*INSTRUCTIONS FOR THE TASK*
Report every line of the records below that contains the word "plant", copying each line in full.

*EXCERPTED DATA*
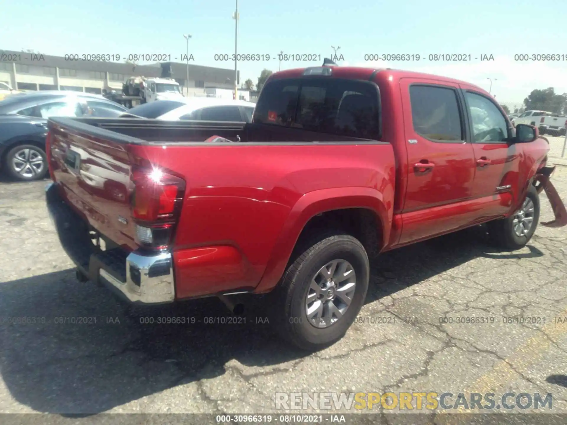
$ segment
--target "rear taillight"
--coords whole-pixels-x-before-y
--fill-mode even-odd
[[[157,168],[136,169],[131,178],[137,243],[147,248],[167,249],[179,218],[185,181]]]

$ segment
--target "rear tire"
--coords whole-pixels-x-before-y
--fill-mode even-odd
[[[306,245],[293,254],[270,296],[280,335],[312,351],[344,336],[364,304],[370,266],[362,244],[340,231],[319,234]]]
[[[487,223],[492,241],[510,250],[525,246],[538,227],[539,209],[538,191],[533,185],[530,185],[526,198],[517,211],[507,218]]]
[[[48,172],[45,152],[34,144],[19,144],[6,156],[6,168],[18,180],[29,181],[45,178]]]

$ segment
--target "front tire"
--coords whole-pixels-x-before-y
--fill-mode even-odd
[[[295,253],[272,293],[280,334],[316,351],[344,336],[364,304],[370,266],[362,244],[349,235],[315,237]]]
[[[12,148],[6,156],[5,165],[12,177],[23,181],[44,178],[48,171],[45,152],[33,144]]]
[[[488,233],[496,245],[510,250],[526,246],[534,236],[539,220],[539,196],[533,185],[519,209],[507,218],[488,223]]]

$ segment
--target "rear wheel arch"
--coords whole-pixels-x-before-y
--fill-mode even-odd
[[[20,176],[19,172],[14,169],[12,165],[10,163],[10,156],[12,152],[20,147],[27,147],[26,148],[30,149],[33,149],[34,148],[37,149],[37,154],[41,156],[43,162],[43,169],[39,173],[36,173],[36,172],[34,172],[35,175],[32,175],[31,177],[26,176],[24,177]],[[33,150],[35,150],[35,149]],[[41,180],[44,178],[49,172],[45,143],[42,143],[36,140],[19,140],[10,144],[6,147],[2,152],[0,162],[1,162],[0,164],[2,164],[1,168],[3,171],[7,173],[8,175],[11,175],[12,178],[15,178],[18,180],[27,181]]]
[[[33,144],[34,146],[39,147],[44,152],[45,152],[45,141],[40,142],[35,139],[19,139],[9,142],[5,145],[4,150],[2,152],[2,157],[0,161],[2,161],[2,165],[6,165],[6,159],[8,155],[8,152],[12,150],[16,146],[22,144]]]
[[[316,192],[302,197],[292,208],[256,292],[268,292],[276,287],[293,254],[316,237],[318,230],[319,234],[330,229],[350,231],[354,237],[360,238],[371,258],[379,253],[390,237],[392,210],[386,205],[392,203],[384,202],[378,191],[370,188],[341,188]]]

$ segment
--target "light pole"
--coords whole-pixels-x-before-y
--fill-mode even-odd
[[[238,70],[236,67],[238,58],[238,0],[236,0],[236,8],[234,11],[232,19],[234,19],[234,99],[238,100]]]
[[[187,53],[185,58],[187,60],[187,79],[185,80],[185,87],[187,88],[187,96],[189,96],[189,39],[192,36],[191,34],[184,34],[183,36],[187,40]]]
[[[486,79],[490,80],[490,88],[488,89],[488,92],[490,94],[492,94],[492,80],[490,78],[486,78]],[[498,78],[494,78],[494,81],[498,81]]]

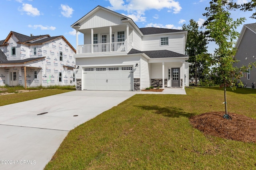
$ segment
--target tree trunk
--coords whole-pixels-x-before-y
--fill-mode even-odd
[[[227,107],[227,96],[226,92],[226,83],[224,83],[224,98],[225,100],[225,113],[228,114],[228,108]]]

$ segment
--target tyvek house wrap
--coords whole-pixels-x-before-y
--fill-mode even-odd
[[[14,61],[26,59],[42,58],[25,63],[1,65],[0,63],[0,86],[10,85],[12,81],[11,74],[15,71],[18,75],[18,85],[25,85],[25,76],[26,86],[28,87],[75,84],[74,52],[62,37],[35,45],[20,44],[17,43],[18,41],[14,36],[12,36],[8,41],[8,45],[0,47],[8,61],[15,63]],[[16,55],[12,55],[13,47],[16,47]],[[35,47],[36,52],[34,51]],[[62,61],[60,60],[61,52]],[[24,66],[26,67],[26,75]]]

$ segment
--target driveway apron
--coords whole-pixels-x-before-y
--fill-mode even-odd
[[[0,169],[43,169],[70,131],[136,93],[76,91],[0,107]]]

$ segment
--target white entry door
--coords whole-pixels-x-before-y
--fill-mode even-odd
[[[18,71],[11,71],[10,72],[10,86],[18,86]]]
[[[132,66],[84,68],[83,90],[133,90]]]

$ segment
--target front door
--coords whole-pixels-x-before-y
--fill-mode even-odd
[[[11,71],[10,72],[10,86],[18,86],[18,71]]]
[[[180,87],[180,68],[172,68],[172,87]]]

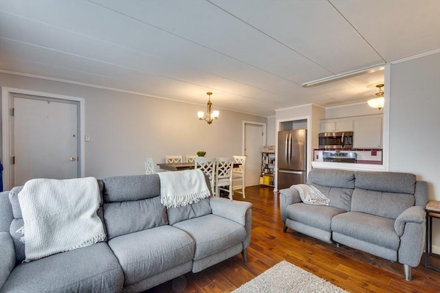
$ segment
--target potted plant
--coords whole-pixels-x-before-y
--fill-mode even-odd
[[[197,156],[205,156],[206,154],[206,152],[205,152],[204,150],[199,150],[199,152],[197,152]]]

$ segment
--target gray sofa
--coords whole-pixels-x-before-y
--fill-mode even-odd
[[[280,191],[287,228],[404,264],[405,278],[420,263],[428,184],[408,173],[314,168],[307,185],[330,199],[328,206],[302,202],[293,188]]]
[[[0,292],[142,292],[239,253],[246,260],[250,203],[210,197],[166,209],[157,174],[98,183],[106,241],[28,263],[16,233],[22,187],[0,194]]]

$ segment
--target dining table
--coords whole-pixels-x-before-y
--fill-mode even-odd
[[[163,170],[167,171],[182,171],[194,169],[194,163],[159,163],[157,165]],[[240,167],[240,163],[234,163],[233,167],[237,168]]]

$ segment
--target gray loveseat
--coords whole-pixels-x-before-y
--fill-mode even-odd
[[[0,194],[1,292],[141,292],[239,253],[246,260],[250,203],[210,197],[166,209],[157,174],[98,184],[106,241],[28,263],[16,233],[22,187]]]
[[[326,242],[344,244],[404,264],[405,278],[420,263],[428,184],[408,173],[313,169],[307,185],[330,199],[307,204],[290,187],[280,191],[287,228]]]

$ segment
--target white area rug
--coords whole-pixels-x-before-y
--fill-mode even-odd
[[[330,282],[283,261],[234,291],[234,293],[346,292]]]

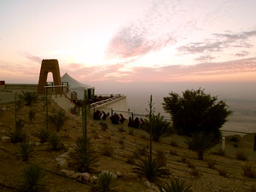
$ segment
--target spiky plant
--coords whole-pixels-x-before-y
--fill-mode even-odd
[[[177,178],[171,180],[171,183],[160,186],[160,192],[192,192],[191,185],[186,185],[184,181]]]
[[[28,113],[28,119],[31,123],[35,119],[35,116],[36,113],[33,110],[30,109]]]
[[[191,137],[186,137],[189,148],[197,153],[199,160],[203,160],[205,152],[213,148],[218,143],[218,137],[213,134],[205,134],[204,131],[196,132],[192,134]]]
[[[52,133],[49,138],[49,142],[51,145],[51,149],[54,151],[60,150],[62,147],[61,137],[57,133]]]
[[[28,158],[32,156],[32,154],[33,153],[33,145],[30,143],[21,143],[19,152],[20,155],[22,157],[22,160],[27,161]]]
[[[23,131],[22,128],[25,125],[25,122],[22,119],[19,119],[15,122],[15,128],[11,131],[9,137],[13,143],[19,142],[25,142],[26,139],[26,134]]]
[[[41,128],[34,134],[34,136],[40,139],[41,143],[44,143],[49,140],[50,131],[48,129]]]
[[[25,102],[26,106],[31,106],[38,100],[38,96],[36,92],[22,91],[19,96],[20,99]]]
[[[19,184],[20,192],[46,191],[47,178],[45,172],[36,165],[32,165],[23,170]]]
[[[157,159],[146,158],[139,160],[132,170],[134,172],[145,176],[149,182],[154,182],[157,177],[165,177],[169,175],[168,170]]]
[[[49,116],[49,120],[55,125],[56,127],[56,131],[59,132],[66,121],[65,113],[61,110],[58,111],[56,113]]]
[[[159,113],[157,115],[152,115],[152,137],[154,142],[159,142],[162,137],[171,135],[171,124],[164,119],[164,116]],[[146,126],[144,126],[147,132],[150,132],[149,120],[145,119]]]
[[[95,154],[90,138],[79,137],[75,145],[75,160],[79,164],[81,172],[90,172],[98,161],[98,157]]]
[[[92,186],[93,192],[117,192],[117,177],[110,172],[102,172],[99,174],[99,179]]]

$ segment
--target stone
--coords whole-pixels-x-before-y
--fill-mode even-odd
[[[83,181],[89,182],[90,179],[90,175],[88,172],[80,173],[80,176]]]
[[[92,176],[90,178],[90,183],[96,183],[96,180],[98,180],[98,177],[96,176]]]
[[[11,141],[10,137],[8,137],[8,136],[3,136],[2,137],[2,142],[9,143],[10,141]]]
[[[148,182],[148,181],[145,181],[144,185],[148,188],[150,188],[150,186],[151,186],[150,182]]]

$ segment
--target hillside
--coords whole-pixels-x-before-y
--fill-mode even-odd
[[[2,138],[9,136],[15,127],[15,107],[13,104],[5,104],[0,106],[0,109]],[[31,123],[28,119],[30,109],[36,113]],[[51,102],[49,114],[59,110],[61,109],[56,104]],[[78,168],[73,159],[76,138],[82,134],[81,118],[66,113],[67,120],[58,133],[61,137],[62,148],[54,151],[50,149],[49,143],[40,144],[39,139],[34,136],[40,128],[45,127],[44,102],[38,102],[32,107],[23,106],[18,113],[20,119],[27,122],[23,130],[27,134],[27,141],[35,144],[34,152],[28,161],[22,161],[18,155],[20,143],[0,141],[0,190],[15,191],[20,181],[22,170],[29,164],[36,164],[46,172],[47,188],[49,191],[90,191],[92,179],[86,181],[80,173],[75,173],[78,172]],[[253,140],[250,137],[247,137],[246,141],[241,139],[239,143],[229,142],[224,156],[212,153],[219,148],[219,145],[216,146],[206,154],[204,160],[197,160],[196,154],[188,149],[183,137],[172,135],[159,143],[154,142],[154,156],[165,160],[170,175],[166,178],[155,180],[154,184],[151,183],[149,186],[146,178],[132,172],[135,167],[132,161],[137,163],[140,156],[148,154],[148,134],[137,129],[129,130],[126,124],[112,125],[109,119],[105,121],[108,129],[103,131],[100,122],[93,120],[91,117],[88,118],[88,134],[91,138],[93,149],[99,156],[99,161],[95,170],[90,172],[90,177],[97,177],[102,171],[115,173],[118,176],[118,191],[158,191],[155,185],[170,182],[175,177],[184,180],[186,184],[192,185],[193,191],[197,192],[253,191],[250,189],[256,183],[255,178],[243,175],[242,169],[247,165],[253,166],[256,172],[256,152],[253,151]],[[53,124],[49,125],[49,129],[51,132],[55,132]],[[235,144],[239,148],[234,147]],[[237,150],[245,152],[247,160],[237,160]],[[56,158],[67,160],[68,167],[63,165],[63,167],[60,167]]]

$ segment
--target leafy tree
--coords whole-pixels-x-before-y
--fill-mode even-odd
[[[157,115],[152,115],[152,137],[154,142],[158,142],[160,138],[168,137],[172,133],[172,127],[169,122],[164,119],[164,116],[159,113]],[[147,132],[150,132],[150,123],[148,119],[145,120],[144,126]]]
[[[187,90],[182,96],[171,92],[164,97],[164,109],[169,113],[173,127],[179,134],[191,136],[204,131],[220,137],[219,128],[227,121],[231,111],[224,101],[206,94],[204,90]]]

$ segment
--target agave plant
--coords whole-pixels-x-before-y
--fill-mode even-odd
[[[165,177],[169,175],[168,170],[157,159],[150,158],[142,159],[137,167],[132,171],[139,175],[145,176],[149,182],[154,182],[157,177]]]
[[[20,147],[19,148],[20,154],[24,161],[28,160],[28,158],[32,156],[33,151],[33,145],[30,143],[21,143]]]
[[[172,127],[169,122],[164,119],[164,116],[159,113],[157,115],[153,114],[151,119],[152,125],[152,137],[154,142],[158,142],[160,138],[171,135]],[[145,119],[144,129],[147,132],[150,132],[150,123],[148,119]]]
[[[94,192],[117,192],[115,188],[117,187],[117,177],[115,174],[110,172],[102,172],[99,175],[99,179],[96,183],[92,186],[92,191]]]
[[[79,137],[75,145],[75,159],[79,165],[79,171],[90,172],[98,161],[98,157],[91,148],[90,138]]]
[[[189,148],[195,151],[199,160],[203,160],[206,151],[213,148],[218,143],[218,138],[213,134],[206,134],[204,131],[192,134],[186,138]]]
[[[186,185],[184,181],[177,178],[171,180],[170,183],[160,186],[160,192],[192,192],[191,186]]]
[[[60,150],[62,147],[61,137],[57,133],[52,133],[49,137],[49,142],[51,145],[52,150]]]
[[[61,110],[58,111],[56,113],[49,116],[49,120],[55,125],[56,127],[56,131],[59,132],[61,128],[63,126],[66,121],[65,113]]]
[[[47,179],[45,172],[36,165],[32,165],[23,170],[21,181],[19,184],[20,192],[46,191]]]
[[[50,136],[50,132],[48,129],[45,128],[42,128],[40,130],[38,130],[34,136],[36,137],[38,137],[38,139],[40,139],[40,143],[44,143],[45,142],[48,141],[48,139],[49,138]]]
[[[26,106],[31,106],[38,100],[38,96],[36,92],[22,91],[19,96],[20,99],[23,100]]]

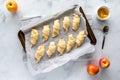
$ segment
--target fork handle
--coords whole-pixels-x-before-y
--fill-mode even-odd
[[[102,49],[104,48],[104,44],[105,44],[105,35],[104,35],[104,37],[103,37]]]

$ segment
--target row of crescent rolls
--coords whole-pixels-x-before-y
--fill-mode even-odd
[[[54,41],[50,42],[47,50],[45,50],[44,45],[40,45],[35,52],[35,59],[37,62],[39,62],[44,56],[45,51],[49,58],[55,53],[56,50],[60,56],[65,52],[65,50],[67,53],[69,53],[74,45],[76,45],[76,47],[80,47],[84,42],[85,37],[86,33],[84,30],[82,30],[78,33],[76,39],[74,38],[73,34],[69,34],[67,42],[65,42],[63,38],[59,39],[57,44]]]
[[[80,25],[80,16],[77,14],[73,14],[72,19],[72,29],[76,31]],[[63,29],[65,32],[68,32],[70,27],[70,18],[68,16],[65,16],[63,19]],[[53,24],[53,30],[52,30],[52,37],[57,37],[60,34],[60,21],[57,19],[54,21]],[[50,35],[50,26],[44,25],[42,29],[42,37],[43,41],[47,41]],[[31,35],[30,35],[30,44],[31,47],[33,47],[36,42],[38,41],[39,33],[38,30],[35,28],[31,29]]]

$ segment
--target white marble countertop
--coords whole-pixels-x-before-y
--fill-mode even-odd
[[[19,5],[16,14],[6,10],[6,1],[0,0],[0,80],[120,80],[120,0],[16,0]],[[92,29],[97,38],[94,55],[90,60],[70,62],[49,73],[33,77],[23,62],[23,50],[17,38],[20,19],[29,15],[51,15],[74,4],[81,5],[86,13],[92,15]],[[111,10],[111,17],[107,21],[96,18],[96,10],[101,5],[107,5]],[[106,24],[110,30],[102,50],[103,33],[100,28]],[[108,57],[111,66],[104,71],[100,69],[96,76],[88,75],[87,64],[98,64],[100,57]]]

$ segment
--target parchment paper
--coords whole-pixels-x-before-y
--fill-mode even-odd
[[[63,10],[60,13],[57,13],[55,15],[41,18],[39,20],[32,20],[30,23],[28,23],[27,25],[24,25],[21,28],[21,30],[25,34],[25,45],[26,45],[26,51],[27,51],[26,52],[26,63],[27,63],[27,67],[32,75],[37,75],[39,73],[46,73],[46,72],[52,71],[53,69],[60,67],[71,60],[77,60],[82,55],[90,54],[90,53],[94,52],[95,47],[93,45],[91,45],[89,39],[86,38],[84,43],[82,44],[82,46],[80,46],[79,48],[74,47],[71,50],[71,52],[69,52],[69,53],[64,52],[64,54],[62,56],[59,56],[58,52],[56,51],[55,54],[51,58],[48,58],[45,53],[45,56],[41,59],[41,61],[39,63],[36,63],[34,55],[35,55],[35,51],[39,45],[41,45],[41,44],[44,45],[47,50],[49,43],[51,41],[55,41],[57,43],[60,38],[64,38],[67,43],[67,36],[70,33],[72,33],[74,35],[74,37],[76,38],[79,31],[81,31],[81,30],[86,31],[85,20],[82,17],[82,15],[78,12],[77,8],[76,9],[75,8],[76,7],[73,6],[73,7],[70,7],[69,9]],[[70,17],[70,19],[72,21],[73,13],[77,13],[81,18],[80,28],[77,31],[73,31],[70,26],[69,32],[65,33],[63,28],[61,27],[59,36],[52,38],[51,37],[52,33],[50,33],[50,37],[49,37],[48,41],[46,41],[45,43],[42,41],[41,34],[42,34],[43,25],[49,24],[50,29],[52,30],[53,21],[55,19],[60,19],[60,25],[62,26],[63,17],[67,15]],[[36,27],[40,34],[39,40],[33,48],[30,47],[30,31],[31,31],[32,27]],[[86,31],[86,33],[87,33],[87,31]]]

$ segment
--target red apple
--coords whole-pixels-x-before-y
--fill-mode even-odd
[[[95,64],[89,64],[87,66],[87,72],[90,74],[90,75],[96,75],[98,72],[99,72],[99,67]]]
[[[106,69],[110,66],[110,61],[107,58],[101,58],[99,60],[99,65],[101,68]]]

*EXERCISE SOLUTION*
--target potted plant
--target spiky plant
--target agave plant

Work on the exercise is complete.